INSTRUCTION
Edit the records below so that "vertex pairs" becomes "point pairs" everywhere it appears, leaving every other part unchanged.

Segmentation annotation records
** Begin **

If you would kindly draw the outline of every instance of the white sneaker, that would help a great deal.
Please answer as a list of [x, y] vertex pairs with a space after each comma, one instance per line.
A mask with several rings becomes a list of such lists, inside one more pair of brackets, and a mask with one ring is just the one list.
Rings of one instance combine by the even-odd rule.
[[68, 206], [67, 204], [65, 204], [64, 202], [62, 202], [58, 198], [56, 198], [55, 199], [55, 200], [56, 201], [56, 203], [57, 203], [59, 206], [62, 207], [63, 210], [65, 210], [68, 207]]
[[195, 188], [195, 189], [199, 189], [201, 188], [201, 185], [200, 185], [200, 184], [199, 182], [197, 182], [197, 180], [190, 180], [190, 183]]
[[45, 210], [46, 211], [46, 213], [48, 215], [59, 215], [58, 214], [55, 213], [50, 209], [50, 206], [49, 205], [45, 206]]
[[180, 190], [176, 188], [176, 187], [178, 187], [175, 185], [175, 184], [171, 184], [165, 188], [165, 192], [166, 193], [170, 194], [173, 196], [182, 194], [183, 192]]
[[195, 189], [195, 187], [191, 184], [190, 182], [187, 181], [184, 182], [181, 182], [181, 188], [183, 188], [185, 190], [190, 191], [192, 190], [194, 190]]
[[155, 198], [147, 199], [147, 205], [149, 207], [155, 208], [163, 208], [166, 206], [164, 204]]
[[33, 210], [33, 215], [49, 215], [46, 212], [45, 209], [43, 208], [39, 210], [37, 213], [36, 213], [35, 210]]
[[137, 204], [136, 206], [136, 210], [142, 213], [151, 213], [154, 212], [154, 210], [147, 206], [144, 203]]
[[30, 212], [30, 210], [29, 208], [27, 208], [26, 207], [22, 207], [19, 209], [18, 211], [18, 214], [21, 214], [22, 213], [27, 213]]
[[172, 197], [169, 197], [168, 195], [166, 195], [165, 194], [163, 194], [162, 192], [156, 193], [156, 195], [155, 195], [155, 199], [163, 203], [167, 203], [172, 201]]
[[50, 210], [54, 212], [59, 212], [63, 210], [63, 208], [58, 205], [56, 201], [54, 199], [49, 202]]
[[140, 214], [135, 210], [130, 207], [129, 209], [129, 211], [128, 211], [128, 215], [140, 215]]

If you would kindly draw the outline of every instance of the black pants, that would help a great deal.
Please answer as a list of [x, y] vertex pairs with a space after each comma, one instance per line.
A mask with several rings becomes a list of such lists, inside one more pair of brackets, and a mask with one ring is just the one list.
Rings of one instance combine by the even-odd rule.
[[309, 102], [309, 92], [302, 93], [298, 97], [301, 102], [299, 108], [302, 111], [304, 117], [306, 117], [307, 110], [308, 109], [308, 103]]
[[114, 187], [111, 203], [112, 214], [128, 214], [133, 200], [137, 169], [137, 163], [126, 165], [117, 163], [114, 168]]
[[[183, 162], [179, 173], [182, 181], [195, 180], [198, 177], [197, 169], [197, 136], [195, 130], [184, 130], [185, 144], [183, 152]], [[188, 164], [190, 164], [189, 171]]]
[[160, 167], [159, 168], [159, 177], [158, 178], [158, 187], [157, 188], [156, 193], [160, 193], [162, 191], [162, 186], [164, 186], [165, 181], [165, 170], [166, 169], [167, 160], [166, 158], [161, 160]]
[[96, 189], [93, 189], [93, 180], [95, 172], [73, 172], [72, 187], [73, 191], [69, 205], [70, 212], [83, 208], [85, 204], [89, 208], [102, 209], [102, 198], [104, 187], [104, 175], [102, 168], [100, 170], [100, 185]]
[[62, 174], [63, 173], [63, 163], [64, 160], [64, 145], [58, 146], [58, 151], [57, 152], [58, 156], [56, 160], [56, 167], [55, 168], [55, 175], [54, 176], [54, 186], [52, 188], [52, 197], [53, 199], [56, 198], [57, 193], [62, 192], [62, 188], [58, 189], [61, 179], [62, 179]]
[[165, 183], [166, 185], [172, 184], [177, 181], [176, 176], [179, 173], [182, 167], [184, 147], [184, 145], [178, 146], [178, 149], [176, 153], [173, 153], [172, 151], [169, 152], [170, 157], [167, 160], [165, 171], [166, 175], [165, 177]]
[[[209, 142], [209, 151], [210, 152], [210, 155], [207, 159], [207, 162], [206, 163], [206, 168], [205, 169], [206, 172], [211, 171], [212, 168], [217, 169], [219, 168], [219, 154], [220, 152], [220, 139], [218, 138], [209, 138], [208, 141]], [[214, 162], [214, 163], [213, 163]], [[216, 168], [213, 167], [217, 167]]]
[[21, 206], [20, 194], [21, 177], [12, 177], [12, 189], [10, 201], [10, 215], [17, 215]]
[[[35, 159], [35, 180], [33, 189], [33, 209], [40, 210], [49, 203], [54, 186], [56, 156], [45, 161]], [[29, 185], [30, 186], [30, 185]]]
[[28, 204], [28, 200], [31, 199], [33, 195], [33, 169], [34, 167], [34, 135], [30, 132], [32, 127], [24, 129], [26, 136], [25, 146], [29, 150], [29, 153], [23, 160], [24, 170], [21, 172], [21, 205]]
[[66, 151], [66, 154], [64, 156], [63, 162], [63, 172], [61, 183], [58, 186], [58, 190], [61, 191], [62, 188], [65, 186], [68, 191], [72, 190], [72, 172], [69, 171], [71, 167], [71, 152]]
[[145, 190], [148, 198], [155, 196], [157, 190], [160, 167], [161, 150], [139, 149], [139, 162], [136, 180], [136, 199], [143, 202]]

** End **

RESULT OF THIS EXERCISE
If you would kindly draw the outline of every instance of the white sneaker, that would help a great deal.
Please answer as a list of [x, y] point pairs with a space after each comma, one instance per line.
A mask with several rings becomes a list of such lists, inside one more pair of brackets, and a mask with one ring is just the one list.
Rings of one instance combine by the even-odd rule.
[[68, 206], [67, 204], [65, 204], [64, 202], [62, 202], [58, 198], [56, 198], [55, 199], [55, 200], [56, 201], [56, 203], [57, 203], [59, 206], [62, 207], [63, 210], [65, 210], [68, 207]]
[[195, 188], [195, 189], [199, 189], [201, 188], [201, 185], [200, 185], [200, 184], [199, 182], [197, 182], [197, 180], [190, 180], [190, 183]]
[[45, 210], [46, 211], [46, 213], [48, 215], [59, 215], [58, 214], [55, 213], [50, 209], [50, 206], [49, 205], [45, 206]]
[[180, 190], [176, 188], [176, 187], [178, 187], [175, 185], [175, 184], [171, 184], [165, 188], [165, 192], [166, 193], [170, 194], [173, 196], [182, 194], [183, 192]]
[[195, 189], [195, 187], [191, 184], [190, 182], [187, 181], [184, 182], [181, 182], [181, 188], [183, 188], [185, 190], [190, 191], [192, 190], [194, 190]]
[[155, 198], [147, 199], [147, 205], [149, 207], [155, 208], [163, 208], [166, 206], [164, 204]]
[[33, 210], [33, 215], [49, 215], [46, 212], [45, 209], [43, 208], [39, 210], [37, 213], [36, 213], [35, 210]]
[[137, 204], [136, 206], [136, 210], [142, 213], [151, 213], [154, 212], [154, 210], [147, 206], [144, 203]]
[[30, 212], [30, 210], [29, 208], [27, 208], [26, 207], [22, 207], [19, 209], [18, 211], [18, 214], [21, 214], [22, 213], [27, 213]]
[[172, 197], [169, 197], [168, 195], [166, 195], [165, 194], [163, 194], [162, 192], [156, 193], [156, 195], [155, 195], [155, 199], [163, 203], [167, 203], [172, 201]]
[[50, 210], [54, 212], [59, 212], [63, 210], [63, 208], [58, 205], [56, 201], [54, 199], [49, 202]]
[[140, 214], [135, 210], [130, 207], [129, 209], [129, 211], [128, 211], [128, 215], [140, 215]]

If you would kindly draw the outline of every instance of the black pants, that would help a great deal.
Please answer as a list of [x, y] point pairs with a space after each comma, one instance per line.
A mask with several rings becomes a list of such lists, inside one more pair of brackets, and a mask with one ring is just the one list.
Rings of one instance combine by the even-odd rule.
[[309, 102], [309, 92], [302, 93], [298, 97], [301, 102], [299, 108], [302, 111], [304, 117], [306, 117], [307, 110], [308, 109], [308, 103]]
[[114, 187], [111, 203], [112, 214], [128, 214], [133, 200], [137, 169], [137, 163], [126, 165], [117, 163], [114, 168]]
[[[183, 162], [179, 173], [182, 181], [195, 180], [198, 177], [197, 169], [197, 136], [195, 130], [184, 130], [185, 144], [183, 152]], [[188, 164], [190, 164], [189, 171]]]
[[160, 167], [159, 168], [159, 177], [158, 178], [158, 187], [157, 188], [156, 193], [160, 193], [162, 191], [162, 186], [164, 186], [165, 181], [165, 170], [166, 169], [167, 160], [166, 158], [161, 160]]
[[96, 189], [93, 189], [93, 180], [95, 172], [73, 172], [72, 187], [73, 191], [69, 205], [70, 212], [83, 208], [85, 204], [89, 208], [102, 209], [102, 198], [104, 187], [104, 175], [102, 168], [100, 170], [100, 185]]
[[62, 174], [63, 173], [63, 163], [64, 160], [64, 145], [58, 146], [58, 151], [57, 152], [58, 156], [56, 160], [56, 167], [55, 168], [55, 175], [54, 176], [54, 186], [52, 188], [52, 197], [53, 199], [56, 198], [57, 193], [62, 192], [62, 188], [58, 189], [61, 179], [62, 179]]
[[165, 183], [166, 185], [172, 184], [177, 181], [176, 176], [179, 173], [182, 167], [184, 147], [184, 145], [178, 146], [178, 149], [176, 153], [173, 153], [172, 151], [169, 152], [170, 157], [167, 160], [165, 171], [166, 175], [165, 177]]
[[[209, 142], [209, 151], [210, 152], [210, 155], [207, 159], [207, 162], [206, 163], [206, 168], [205, 169], [206, 172], [211, 171], [212, 168], [217, 169], [219, 168], [219, 154], [220, 152], [220, 139], [218, 138], [209, 138], [208, 141]], [[214, 162], [214, 163], [213, 163]], [[216, 168], [213, 167], [217, 167]]]
[[21, 206], [20, 194], [21, 177], [12, 177], [12, 189], [10, 201], [10, 215], [17, 215]]
[[[35, 159], [35, 180], [33, 189], [33, 209], [40, 210], [49, 203], [54, 186], [56, 156], [45, 161]], [[29, 185], [30, 186], [30, 185]]]
[[28, 204], [28, 200], [31, 199], [33, 195], [33, 169], [34, 167], [34, 135], [30, 132], [32, 127], [24, 129], [26, 136], [25, 146], [29, 150], [29, 153], [23, 160], [24, 170], [21, 172], [21, 205]]
[[66, 151], [66, 154], [64, 156], [63, 162], [63, 172], [61, 183], [58, 186], [58, 190], [61, 191], [62, 188], [65, 186], [68, 191], [72, 190], [72, 172], [69, 171], [71, 167], [71, 152]]
[[145, 190], [148, 198], [155, 196], [157, 190], [160, 167], [161, 150], [139, 149], [139, 162], [136, 180], [136, 199], [143, 202]]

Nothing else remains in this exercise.